— The task —
Find each line in the data that contains the string "grey", and copy those lines out in full.

START Material for the task

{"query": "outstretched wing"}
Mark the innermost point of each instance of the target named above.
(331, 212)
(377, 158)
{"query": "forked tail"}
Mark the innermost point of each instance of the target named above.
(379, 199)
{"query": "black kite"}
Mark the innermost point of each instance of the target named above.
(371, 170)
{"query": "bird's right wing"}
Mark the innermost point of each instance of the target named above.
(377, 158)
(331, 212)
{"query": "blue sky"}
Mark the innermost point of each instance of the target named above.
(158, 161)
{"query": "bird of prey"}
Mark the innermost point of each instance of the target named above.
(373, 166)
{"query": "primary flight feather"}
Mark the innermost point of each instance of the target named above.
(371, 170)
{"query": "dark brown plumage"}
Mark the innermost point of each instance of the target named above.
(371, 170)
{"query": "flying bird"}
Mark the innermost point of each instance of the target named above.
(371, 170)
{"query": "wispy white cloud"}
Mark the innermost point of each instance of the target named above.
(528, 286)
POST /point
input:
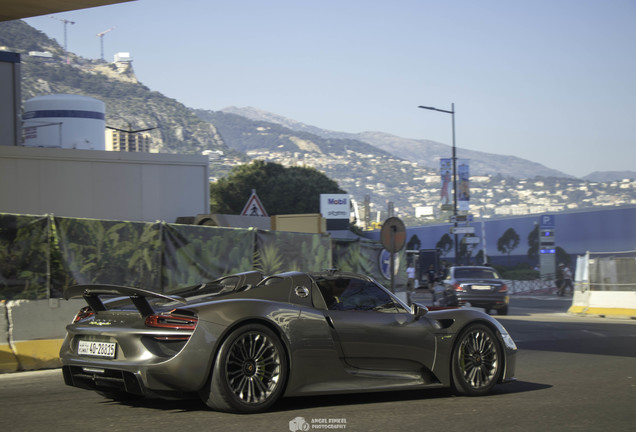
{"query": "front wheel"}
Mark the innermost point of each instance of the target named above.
(249, 372)
(477, 361)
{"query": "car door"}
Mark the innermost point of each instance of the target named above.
(375, 331)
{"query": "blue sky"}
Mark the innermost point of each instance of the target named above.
(552, 81)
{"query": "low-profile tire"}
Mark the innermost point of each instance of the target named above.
(249, 372)
(477, 361)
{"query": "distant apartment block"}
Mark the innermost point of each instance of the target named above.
(127, 141)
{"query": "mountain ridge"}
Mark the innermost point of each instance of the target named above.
(363, 164)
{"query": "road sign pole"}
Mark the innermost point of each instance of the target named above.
(392, 263)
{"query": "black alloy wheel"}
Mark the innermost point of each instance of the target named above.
(249, 372)
(477, 361)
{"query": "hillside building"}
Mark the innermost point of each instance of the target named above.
(127, 142)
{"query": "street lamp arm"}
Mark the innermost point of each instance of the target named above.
(437, 109)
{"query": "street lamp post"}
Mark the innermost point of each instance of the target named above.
(454, 159)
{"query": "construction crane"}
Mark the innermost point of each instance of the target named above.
(65, 22)
(101, 39)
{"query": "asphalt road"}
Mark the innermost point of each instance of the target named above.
(574, 373)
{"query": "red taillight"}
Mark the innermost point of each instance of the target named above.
(172, 322)
(84, 313)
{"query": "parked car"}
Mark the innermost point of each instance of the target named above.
(477, 286)
(244, 341)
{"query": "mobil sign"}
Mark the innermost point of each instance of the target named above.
(334, 206)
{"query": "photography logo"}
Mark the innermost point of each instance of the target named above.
(298, 424)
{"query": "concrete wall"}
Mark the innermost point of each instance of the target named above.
(618, 304)
(32, 331)
(102, 185)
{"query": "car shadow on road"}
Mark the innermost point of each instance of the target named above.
(308, 402)
(311, 402)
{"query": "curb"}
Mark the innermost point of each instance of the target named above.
(603, 312)
(30, 355)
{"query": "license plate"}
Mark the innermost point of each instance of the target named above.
(97, 349)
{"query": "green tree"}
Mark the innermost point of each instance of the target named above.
(508, 241)
(293, 190)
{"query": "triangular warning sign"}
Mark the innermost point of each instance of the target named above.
(254, 207)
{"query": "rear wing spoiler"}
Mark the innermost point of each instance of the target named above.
(139, 297)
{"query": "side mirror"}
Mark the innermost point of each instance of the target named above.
(418, 310)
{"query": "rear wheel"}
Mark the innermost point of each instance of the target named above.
(477, 361)
(249, 372)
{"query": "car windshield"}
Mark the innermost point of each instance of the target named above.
(475, 273)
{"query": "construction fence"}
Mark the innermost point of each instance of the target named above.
(40, 256)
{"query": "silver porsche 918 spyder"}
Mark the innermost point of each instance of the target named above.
(244, 341)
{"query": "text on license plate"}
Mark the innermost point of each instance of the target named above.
(98, 349)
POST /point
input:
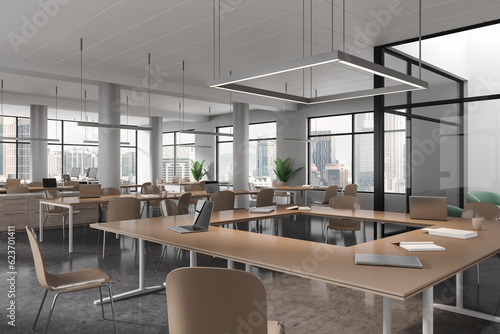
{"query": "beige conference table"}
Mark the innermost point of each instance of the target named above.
(329, 263)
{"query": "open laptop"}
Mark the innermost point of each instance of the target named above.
(388, 260)
(90, 191)
(212, 187)
(49, 183)
(428, 207)
(201, 221)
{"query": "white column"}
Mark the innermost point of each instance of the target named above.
(240, 151)
(38, 129)
(109, 139)
(156, 147)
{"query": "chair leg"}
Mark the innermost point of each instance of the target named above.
(112, 306)
(39, 310)
(102, 304)
(52, 310)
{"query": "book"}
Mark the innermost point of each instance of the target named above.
(453, 233)
(421, 246)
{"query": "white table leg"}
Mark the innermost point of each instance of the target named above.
(192, 259)
(141, 290)
(40, 232)
(427, 311)
(70, 227)
(387, 318)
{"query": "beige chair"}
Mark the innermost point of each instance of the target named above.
(251, 187)
(183, 203)
(122, 208)
(223, 200)
(484, 210)
(17, 190)
(282, 193)
(331, 191)
(343, 202)
(51, 210)
(35, 184)
(351, 190)
(12, 182)
(222, 300)
(67, 282)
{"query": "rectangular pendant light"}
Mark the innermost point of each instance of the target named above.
(233, 82)
(114, 126)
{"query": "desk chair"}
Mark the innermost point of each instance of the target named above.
(484, 210)
(123, 208)
(351, 190)
(51, 210)
(251, 187)
(17, 190)
(221, 299)
(35, 184)
(223, 200)
(343, 202)
(12, 182)
(67, 282)
(282, 193)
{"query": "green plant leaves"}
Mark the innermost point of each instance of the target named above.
(197, 170)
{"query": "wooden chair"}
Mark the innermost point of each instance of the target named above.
(484, 210)
(222, 297)
(282, 194)
(343, 202)
(12, 182)
(17, 190)
(351, 190)
(223, 200)
(67, 282)
(51, 210)
(122, 208)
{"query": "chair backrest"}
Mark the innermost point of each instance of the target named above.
(169, 208)
(110, 191)
(17, 190)
(223, 200)
(71, 183)
(124, 208)
(183, 203)
(345, 202)
(265, 197)
(485, 210)
(222, 299)
(351, 189)
(145, 184)
(12, 182)
(41, 274)
(331, 191)
(50, 194)
(35, 184)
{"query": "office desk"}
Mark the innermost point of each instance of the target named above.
(328, 263)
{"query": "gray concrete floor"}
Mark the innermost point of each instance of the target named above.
(304, 306)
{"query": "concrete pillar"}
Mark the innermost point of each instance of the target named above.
(38, 129)
(240, 151)
(109, 139)
(156, 140)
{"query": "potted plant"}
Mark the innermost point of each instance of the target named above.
(283, 171)
(197, 170)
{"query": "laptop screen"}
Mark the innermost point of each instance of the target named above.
(203, 213)
(49, 183)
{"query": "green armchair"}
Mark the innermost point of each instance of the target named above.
(483, 196)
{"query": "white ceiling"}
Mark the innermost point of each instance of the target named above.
(40, 45)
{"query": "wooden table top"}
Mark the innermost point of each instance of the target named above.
(330, 263)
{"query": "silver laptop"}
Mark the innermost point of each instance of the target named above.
(388, 260)
(201, 221)
(428, 207)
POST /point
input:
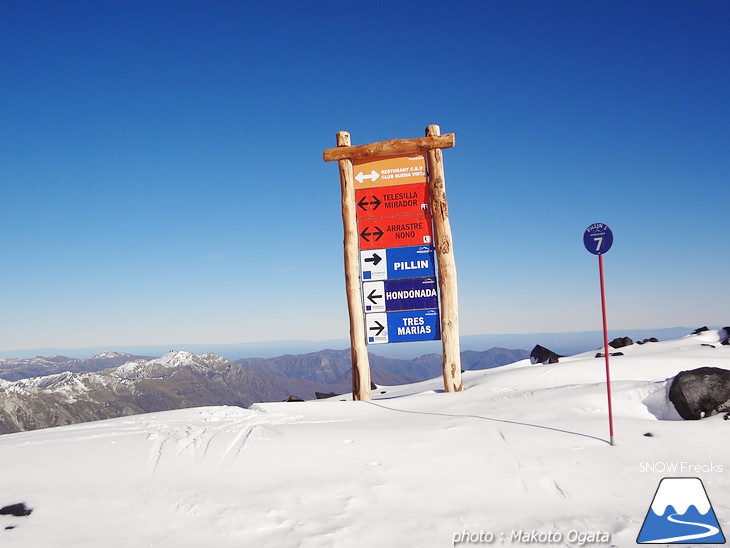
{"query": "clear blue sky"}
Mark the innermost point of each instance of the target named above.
(162, 179)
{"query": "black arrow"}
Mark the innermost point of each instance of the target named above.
(365, 235)
(379, 329)
(363, 202)
(375, 259)
(372, 297)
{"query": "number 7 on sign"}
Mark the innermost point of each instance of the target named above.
(598, 245)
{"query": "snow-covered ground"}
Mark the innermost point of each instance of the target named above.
(520, 457)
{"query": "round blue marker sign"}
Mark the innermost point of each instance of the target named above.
(598, 238)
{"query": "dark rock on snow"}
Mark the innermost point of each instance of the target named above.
(620, 342)
(701, 392)
(18, 510)
(542, 355)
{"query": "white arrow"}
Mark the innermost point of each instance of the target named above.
(373, 176)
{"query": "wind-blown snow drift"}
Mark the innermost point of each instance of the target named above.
(523, 450)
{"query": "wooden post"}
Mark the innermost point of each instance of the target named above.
(446, 268)
(360, 361)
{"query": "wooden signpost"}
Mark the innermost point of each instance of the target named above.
(395, 216)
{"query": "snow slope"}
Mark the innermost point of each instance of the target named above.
(520, 457)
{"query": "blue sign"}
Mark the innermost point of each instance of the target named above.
(404, 326)
(598, 238)
(397, 263)
(410, 294)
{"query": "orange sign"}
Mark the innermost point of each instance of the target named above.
(389, 201)
(389, 170)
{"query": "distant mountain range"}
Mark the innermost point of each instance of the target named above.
(44, 392)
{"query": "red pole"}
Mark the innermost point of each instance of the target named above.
(605, 347)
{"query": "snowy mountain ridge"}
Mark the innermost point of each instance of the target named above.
(521, 453)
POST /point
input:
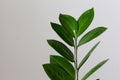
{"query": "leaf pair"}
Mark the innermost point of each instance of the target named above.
(59, 69)
(61, 49)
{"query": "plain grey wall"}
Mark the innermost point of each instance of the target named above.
(24, 29)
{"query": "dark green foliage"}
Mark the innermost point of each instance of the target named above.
(87, 56)
(61, 67)
(85, 20)
(63, 63)
(61, 49)
(91, 35)
(60, 30)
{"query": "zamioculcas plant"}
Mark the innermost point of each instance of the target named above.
(66, 67)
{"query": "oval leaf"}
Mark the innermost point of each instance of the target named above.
(63, 34)
(69, 23)
(64, 64)
(87, 56)
(54, 72)
(85, 20)
(91, 35)
(94, 69)
(61, 49)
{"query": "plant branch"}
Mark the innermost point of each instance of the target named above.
(75, 58)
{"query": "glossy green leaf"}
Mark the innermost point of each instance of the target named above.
(64, 64)
(91, 35)
(85, 20)
(54, 72)
(69, 23)
(61, 49)
(94, 69)
(87, 56)
(63, 34)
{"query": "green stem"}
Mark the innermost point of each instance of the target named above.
(75, 58)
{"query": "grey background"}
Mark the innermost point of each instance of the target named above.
(24, 29)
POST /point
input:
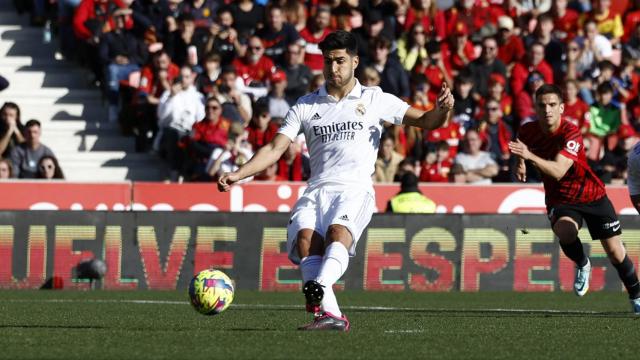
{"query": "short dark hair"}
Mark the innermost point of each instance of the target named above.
(340, 39)
(32, 122)
(549, 89)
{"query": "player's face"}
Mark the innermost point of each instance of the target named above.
(339, 67)
(549, 109)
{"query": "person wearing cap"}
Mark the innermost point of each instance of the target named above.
(121, 53)
(533, 61)
(410, 199)
(511, 47)
(275, 100)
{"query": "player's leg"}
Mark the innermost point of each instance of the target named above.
(566, 229)
(626, 270)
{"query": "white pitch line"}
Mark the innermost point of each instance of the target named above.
(297, 307)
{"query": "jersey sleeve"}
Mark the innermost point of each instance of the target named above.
(292, 124)
(391, 108)
(571, 143)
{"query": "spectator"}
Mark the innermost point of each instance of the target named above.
(609, 24)
(49, 168)
(458, 51)
(511, 47)
(254, 68)
(495, 135)
(388, 160)
(248, 16)
(11, 128)
(91, 20)
(410, 199)
(412, 46)
(534, 61)
(553, 48)
(575, 109)
(121, 53)
(236, 106)
(437, 165)
(185, 46)
(426, 12)
(393, 78)
(207, 79)
(261, 129)
(180, 107)
(298, 74)
(482, 67)
(277, 35)
(478, 166)
(434, 69)
(6, 169)
(207, 135)
(26, 156)
(236, 152)
(604, 119)
(315, 31)
(464, 108)
(223, 38)
(155, 78)
(565, 21)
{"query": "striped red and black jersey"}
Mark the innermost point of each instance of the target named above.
(580, 184)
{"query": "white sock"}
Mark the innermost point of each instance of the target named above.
(334, 265)
(310, 267)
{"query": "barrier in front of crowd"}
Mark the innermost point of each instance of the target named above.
(265, 197)
(424, 253)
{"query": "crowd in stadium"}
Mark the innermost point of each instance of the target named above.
(205, 83)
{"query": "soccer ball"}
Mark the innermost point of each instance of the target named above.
(211, 292)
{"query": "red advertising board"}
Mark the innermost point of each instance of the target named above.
(265, 197)
(40, 195)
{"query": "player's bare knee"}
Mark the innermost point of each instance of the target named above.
(338, 233)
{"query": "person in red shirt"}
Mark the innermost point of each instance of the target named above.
(206, 135)
(573, 192)
(510, 46)
(534, 61)
(254, 68)
(436, 167)
(457, 51)
(317, 29)
(574, 108)
(565, 21)
(427, 13)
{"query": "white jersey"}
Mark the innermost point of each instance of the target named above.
(633, 170)
(343, 136)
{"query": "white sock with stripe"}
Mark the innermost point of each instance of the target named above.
(334, 265)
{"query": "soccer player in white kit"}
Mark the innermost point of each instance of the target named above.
(342, 123)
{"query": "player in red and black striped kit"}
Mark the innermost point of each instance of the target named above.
(573, 192)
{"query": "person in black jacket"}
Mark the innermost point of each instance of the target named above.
(121, 54)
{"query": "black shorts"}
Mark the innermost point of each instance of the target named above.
(600, 216)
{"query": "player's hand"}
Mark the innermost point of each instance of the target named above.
(226, 180)
(445, 99)
(520, 149)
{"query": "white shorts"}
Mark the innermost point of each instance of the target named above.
(633, 171)
(321, 207)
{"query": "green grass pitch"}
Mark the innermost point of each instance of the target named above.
(161, 325)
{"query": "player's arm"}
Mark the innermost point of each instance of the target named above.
(435, 117)
(265, 157)
(555, 168)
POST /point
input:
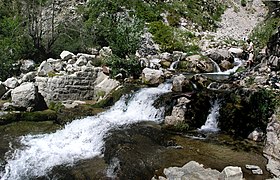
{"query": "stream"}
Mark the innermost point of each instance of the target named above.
(125, 142)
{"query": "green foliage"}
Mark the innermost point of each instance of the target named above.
(243, 3)
(56, 106)
(264, 31)
(127, 67)
(113, 26)
(171, 39)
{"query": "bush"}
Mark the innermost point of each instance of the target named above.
(127, 67)
(171, 39)
(264, 31)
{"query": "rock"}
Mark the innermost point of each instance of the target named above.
(66, 55)
(2, 89)
(7, 95)
(8, 106)
(255, 169)
(256, 135)
(29, 77)
(231, 173)
(272, 146)
(27, 65)
(26, 95)
(225, 65)
(177, 116)
(71, 61)
(181, 84)
(219, 55)
(44, 69)
(105, 87)
(105, 51)
(89, 57)
(237, 52)
(11, 83)
(82, 60)
(165, 56)
(192, 170)
(196, 64)
(152, 76)
(274, 62)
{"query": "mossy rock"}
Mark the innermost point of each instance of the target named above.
(16, 116)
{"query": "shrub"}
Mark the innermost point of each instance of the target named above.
(127, 67)
(261, 34)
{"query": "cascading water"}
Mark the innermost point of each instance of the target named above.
(211, 124)
(81, 139)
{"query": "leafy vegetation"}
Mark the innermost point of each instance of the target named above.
(129, 66)
(264, 31)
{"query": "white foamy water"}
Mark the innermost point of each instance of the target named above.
(80, 139)
(211, 124)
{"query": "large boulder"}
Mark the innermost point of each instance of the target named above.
(104, 87)
(11, 83)
(181, 84)
(45, 68)
(231, 173)
(2, 89)
(66, 55)
(191, 170)
(26, 96)
(272, 146)
(152, 76)
(219, 55)
(27, 65)
(196, 64)
(274, 62)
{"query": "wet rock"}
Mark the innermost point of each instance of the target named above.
(255, 169)
(2, 89)
(7, 95)
(152, 76)
(105, 51)
(196, 64)
(272, 145)
(191, 170)
(66, 55)
(225, 65)
(11, 83)
(45, 68)
(219, 55)
(181, 84)
(274, 62)
(81, 61)
(103, 88)
(26, 95)
(256, 135)
(27, 65)
(29, 77)
(231, 173)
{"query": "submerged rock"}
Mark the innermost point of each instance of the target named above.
(27, 96)
(152, 76)
(272, 144)
(195, 171)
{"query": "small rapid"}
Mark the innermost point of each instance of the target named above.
(81, 139)
(211, 124)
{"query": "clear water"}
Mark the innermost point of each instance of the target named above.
(80, 139)
(211, 124)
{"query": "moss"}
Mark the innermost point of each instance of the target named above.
(47, 115)
(15, 116)
(261, 34)
(115, 95)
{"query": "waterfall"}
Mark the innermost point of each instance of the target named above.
(81, 139)
(211, 124)
(216, 66)
(174, 65)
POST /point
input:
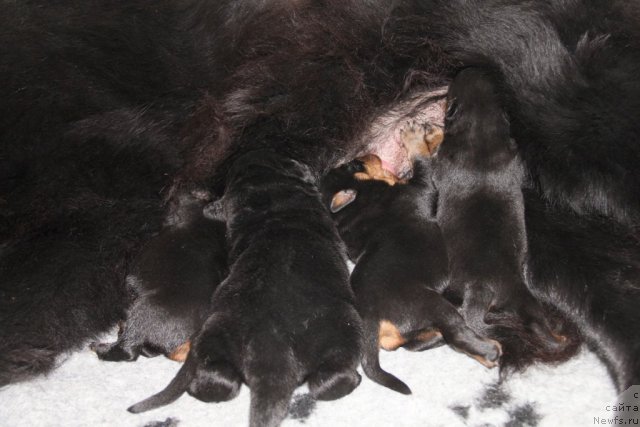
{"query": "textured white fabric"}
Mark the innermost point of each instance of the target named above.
(449, 389)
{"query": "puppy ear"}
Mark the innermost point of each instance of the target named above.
(342, 199)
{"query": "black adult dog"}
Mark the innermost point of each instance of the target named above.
(110, 108)
(480, 210)
(172, 281)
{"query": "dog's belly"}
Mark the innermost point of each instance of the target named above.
(384, 135)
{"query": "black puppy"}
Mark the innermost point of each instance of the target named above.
(401, 264)
(272, 334)
(479, 179)
(173, 280)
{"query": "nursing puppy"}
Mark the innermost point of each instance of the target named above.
(260, 333)
(173, 280)
(401, 264)
(479, 179)
(106, 105)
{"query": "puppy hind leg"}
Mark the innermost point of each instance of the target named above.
(457, 333)
(270, 402)
(115, 352)
(333, 382)
(371, 361)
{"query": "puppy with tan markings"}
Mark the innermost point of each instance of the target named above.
(173, 279)
(479, 179)
(401, 264)
(273, 334)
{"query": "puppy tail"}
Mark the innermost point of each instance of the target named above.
(371, 364)
(172, 392)
(270, 403)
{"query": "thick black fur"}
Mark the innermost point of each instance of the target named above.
(275, 332)
(401, 266)
(479, 179)
(173, 280)
(107, 107)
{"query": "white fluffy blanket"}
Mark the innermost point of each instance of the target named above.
(449, 389)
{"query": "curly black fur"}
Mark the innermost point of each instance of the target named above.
(109, 107)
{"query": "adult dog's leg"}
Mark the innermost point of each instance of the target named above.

END Material for the task

— Solution —
{"query": "plain grey wall"}
{"query": "grey background"}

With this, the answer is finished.